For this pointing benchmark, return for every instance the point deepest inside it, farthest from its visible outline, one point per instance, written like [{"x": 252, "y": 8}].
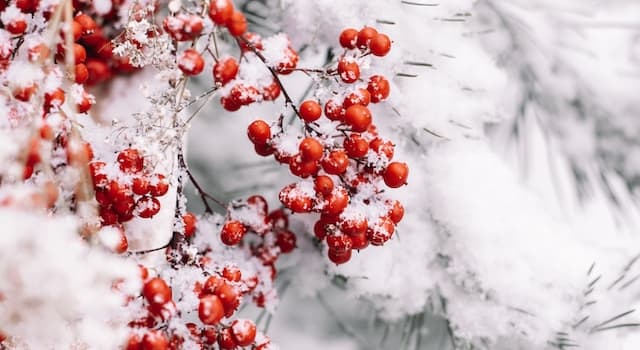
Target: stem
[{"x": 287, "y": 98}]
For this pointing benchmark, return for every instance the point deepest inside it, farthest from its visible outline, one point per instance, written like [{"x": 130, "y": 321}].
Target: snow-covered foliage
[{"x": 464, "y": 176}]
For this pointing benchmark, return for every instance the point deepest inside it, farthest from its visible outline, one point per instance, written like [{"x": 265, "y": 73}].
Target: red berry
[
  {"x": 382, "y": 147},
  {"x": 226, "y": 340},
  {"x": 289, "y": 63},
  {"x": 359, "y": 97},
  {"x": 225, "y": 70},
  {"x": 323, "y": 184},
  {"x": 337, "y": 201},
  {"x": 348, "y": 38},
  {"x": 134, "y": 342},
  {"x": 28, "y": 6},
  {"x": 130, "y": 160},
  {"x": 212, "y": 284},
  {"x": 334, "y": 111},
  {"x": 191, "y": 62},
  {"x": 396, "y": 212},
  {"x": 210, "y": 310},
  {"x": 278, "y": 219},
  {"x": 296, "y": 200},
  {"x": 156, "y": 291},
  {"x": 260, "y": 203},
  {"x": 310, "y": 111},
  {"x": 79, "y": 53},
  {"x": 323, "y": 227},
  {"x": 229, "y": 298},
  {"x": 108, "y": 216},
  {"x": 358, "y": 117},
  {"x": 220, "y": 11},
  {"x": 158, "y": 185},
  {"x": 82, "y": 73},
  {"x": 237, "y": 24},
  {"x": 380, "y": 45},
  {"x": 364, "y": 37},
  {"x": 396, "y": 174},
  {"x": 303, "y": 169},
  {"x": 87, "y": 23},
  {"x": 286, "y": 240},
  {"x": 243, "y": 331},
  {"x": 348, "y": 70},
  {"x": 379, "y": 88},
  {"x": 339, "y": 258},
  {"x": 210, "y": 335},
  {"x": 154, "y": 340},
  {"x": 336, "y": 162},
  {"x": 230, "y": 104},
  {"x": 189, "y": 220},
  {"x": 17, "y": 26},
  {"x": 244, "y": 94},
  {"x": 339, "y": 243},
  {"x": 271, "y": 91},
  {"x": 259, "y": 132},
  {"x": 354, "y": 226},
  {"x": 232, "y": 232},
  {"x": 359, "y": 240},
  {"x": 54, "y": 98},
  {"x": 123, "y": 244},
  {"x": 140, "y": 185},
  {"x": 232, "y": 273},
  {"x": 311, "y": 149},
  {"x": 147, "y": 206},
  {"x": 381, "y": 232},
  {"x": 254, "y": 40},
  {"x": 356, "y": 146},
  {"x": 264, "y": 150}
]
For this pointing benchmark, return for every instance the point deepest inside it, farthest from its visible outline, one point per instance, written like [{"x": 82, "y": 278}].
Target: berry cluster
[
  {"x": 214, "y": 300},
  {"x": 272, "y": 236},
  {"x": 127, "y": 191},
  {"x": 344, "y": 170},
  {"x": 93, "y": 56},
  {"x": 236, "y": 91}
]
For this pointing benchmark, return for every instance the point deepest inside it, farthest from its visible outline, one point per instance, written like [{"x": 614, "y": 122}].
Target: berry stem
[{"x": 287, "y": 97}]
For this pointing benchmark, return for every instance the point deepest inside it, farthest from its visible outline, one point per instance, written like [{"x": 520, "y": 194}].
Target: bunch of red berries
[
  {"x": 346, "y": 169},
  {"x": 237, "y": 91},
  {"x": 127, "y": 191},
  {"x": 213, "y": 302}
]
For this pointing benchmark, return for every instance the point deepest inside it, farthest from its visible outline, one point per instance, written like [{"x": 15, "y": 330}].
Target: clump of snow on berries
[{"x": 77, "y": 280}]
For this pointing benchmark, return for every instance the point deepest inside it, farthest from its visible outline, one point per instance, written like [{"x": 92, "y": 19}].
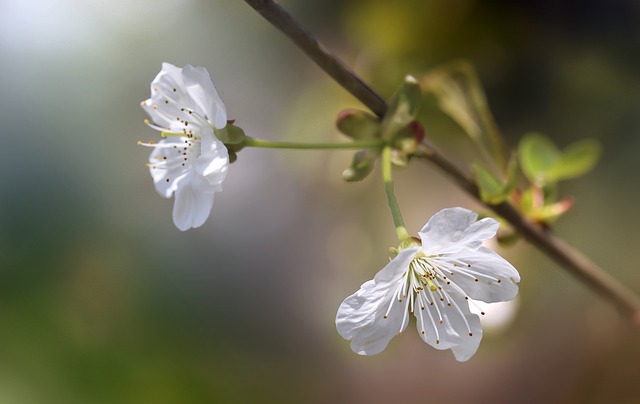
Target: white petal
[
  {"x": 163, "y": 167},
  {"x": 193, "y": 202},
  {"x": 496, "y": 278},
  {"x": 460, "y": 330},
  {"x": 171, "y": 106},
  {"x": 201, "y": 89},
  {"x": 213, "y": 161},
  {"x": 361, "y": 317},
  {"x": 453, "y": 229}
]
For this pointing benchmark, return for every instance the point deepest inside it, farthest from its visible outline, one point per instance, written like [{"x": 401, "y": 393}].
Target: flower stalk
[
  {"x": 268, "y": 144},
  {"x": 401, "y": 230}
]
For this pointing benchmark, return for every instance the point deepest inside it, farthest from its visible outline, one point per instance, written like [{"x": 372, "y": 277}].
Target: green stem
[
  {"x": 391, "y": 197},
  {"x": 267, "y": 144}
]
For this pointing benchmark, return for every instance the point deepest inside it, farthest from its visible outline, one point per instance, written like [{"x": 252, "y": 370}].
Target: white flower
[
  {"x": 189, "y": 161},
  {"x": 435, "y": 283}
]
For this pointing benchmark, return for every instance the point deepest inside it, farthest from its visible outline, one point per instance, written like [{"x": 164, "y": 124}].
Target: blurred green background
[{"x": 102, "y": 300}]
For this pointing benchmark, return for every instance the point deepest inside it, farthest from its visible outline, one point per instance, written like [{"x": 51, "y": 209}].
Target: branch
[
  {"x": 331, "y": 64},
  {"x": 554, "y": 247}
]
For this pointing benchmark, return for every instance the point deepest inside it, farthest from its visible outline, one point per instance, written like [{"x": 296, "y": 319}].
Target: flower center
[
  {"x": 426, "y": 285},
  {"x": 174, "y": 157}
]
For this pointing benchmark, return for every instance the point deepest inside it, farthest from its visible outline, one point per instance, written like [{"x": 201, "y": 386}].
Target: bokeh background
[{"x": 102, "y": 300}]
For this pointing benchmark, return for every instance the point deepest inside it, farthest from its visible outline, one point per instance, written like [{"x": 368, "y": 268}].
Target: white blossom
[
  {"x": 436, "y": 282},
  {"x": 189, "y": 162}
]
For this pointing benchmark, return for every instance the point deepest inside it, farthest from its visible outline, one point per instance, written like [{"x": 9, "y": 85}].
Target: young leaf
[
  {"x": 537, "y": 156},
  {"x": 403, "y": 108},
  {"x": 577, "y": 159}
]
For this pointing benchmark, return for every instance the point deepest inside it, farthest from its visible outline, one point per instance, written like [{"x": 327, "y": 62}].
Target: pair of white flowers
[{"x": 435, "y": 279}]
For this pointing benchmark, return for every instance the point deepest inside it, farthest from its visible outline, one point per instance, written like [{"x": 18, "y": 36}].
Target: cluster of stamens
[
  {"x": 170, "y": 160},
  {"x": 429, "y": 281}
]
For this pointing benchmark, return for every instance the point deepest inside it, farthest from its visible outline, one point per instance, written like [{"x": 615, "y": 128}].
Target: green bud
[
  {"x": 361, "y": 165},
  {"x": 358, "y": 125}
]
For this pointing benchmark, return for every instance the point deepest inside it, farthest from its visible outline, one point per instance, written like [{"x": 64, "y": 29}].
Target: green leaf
————
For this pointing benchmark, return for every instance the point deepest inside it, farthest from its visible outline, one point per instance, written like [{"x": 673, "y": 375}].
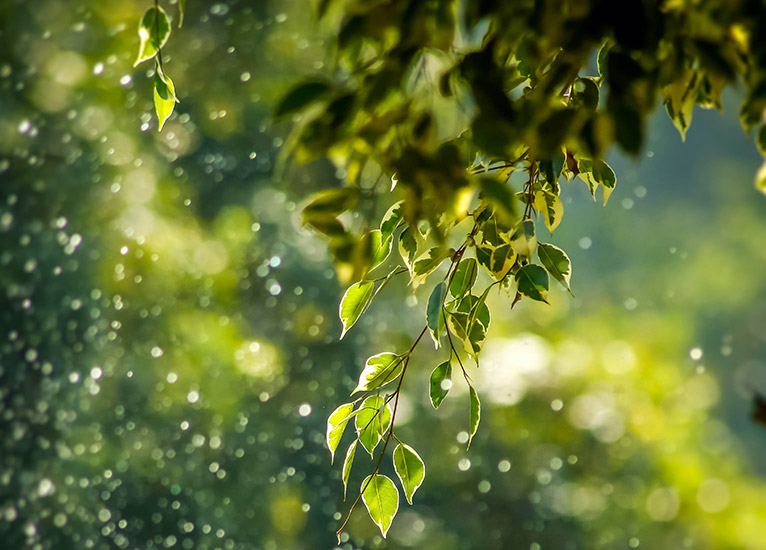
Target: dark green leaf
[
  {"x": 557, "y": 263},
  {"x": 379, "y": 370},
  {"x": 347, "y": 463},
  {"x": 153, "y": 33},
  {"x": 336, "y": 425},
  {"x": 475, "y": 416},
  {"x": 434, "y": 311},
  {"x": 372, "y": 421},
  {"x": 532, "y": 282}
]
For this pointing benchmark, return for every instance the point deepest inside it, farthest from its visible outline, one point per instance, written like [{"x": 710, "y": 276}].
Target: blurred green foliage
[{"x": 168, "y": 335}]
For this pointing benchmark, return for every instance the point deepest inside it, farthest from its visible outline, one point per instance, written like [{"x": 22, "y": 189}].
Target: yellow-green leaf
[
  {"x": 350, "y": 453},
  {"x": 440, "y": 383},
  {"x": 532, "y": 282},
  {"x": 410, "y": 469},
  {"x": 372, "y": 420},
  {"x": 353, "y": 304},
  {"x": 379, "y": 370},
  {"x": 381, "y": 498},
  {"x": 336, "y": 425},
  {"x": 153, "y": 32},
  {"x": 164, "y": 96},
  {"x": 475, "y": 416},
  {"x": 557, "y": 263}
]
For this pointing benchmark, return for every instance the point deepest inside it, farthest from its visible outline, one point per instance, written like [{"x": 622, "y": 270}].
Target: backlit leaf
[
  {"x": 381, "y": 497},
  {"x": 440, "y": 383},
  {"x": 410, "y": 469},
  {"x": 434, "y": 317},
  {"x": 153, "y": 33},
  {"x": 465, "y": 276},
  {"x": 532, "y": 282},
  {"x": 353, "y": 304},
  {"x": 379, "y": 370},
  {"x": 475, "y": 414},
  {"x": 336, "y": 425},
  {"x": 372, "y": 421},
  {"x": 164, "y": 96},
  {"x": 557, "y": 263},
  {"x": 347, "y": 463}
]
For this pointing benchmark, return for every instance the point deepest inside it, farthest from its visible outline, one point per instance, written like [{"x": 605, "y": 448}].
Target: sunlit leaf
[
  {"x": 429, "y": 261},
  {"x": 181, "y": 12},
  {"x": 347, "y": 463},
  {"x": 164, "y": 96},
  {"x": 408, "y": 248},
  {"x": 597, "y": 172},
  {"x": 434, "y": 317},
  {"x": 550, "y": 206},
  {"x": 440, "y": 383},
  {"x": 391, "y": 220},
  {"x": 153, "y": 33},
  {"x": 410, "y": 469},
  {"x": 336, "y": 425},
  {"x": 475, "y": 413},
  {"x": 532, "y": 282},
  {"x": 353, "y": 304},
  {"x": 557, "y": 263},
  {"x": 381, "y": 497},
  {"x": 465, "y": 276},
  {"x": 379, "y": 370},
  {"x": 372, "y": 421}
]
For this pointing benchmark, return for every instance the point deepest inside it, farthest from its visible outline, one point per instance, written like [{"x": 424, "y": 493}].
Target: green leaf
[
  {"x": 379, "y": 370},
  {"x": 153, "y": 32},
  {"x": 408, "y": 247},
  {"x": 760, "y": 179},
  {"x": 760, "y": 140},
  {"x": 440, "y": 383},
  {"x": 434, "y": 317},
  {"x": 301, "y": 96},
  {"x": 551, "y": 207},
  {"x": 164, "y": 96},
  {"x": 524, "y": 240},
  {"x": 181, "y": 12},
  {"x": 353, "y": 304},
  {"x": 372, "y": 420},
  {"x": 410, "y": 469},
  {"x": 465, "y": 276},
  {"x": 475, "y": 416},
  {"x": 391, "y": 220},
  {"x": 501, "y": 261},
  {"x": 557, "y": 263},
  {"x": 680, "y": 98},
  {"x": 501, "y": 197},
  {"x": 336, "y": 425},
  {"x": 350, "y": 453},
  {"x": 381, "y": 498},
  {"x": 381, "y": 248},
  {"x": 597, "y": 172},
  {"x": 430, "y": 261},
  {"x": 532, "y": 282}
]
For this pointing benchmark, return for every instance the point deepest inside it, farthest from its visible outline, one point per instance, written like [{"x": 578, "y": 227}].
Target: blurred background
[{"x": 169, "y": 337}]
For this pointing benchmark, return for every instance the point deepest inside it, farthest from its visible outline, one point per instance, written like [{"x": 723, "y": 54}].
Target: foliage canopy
————
* _Problem statement_
Count the lines in the data above that contain the string "stem", and reply with the number alone.

* _Complete answer_
3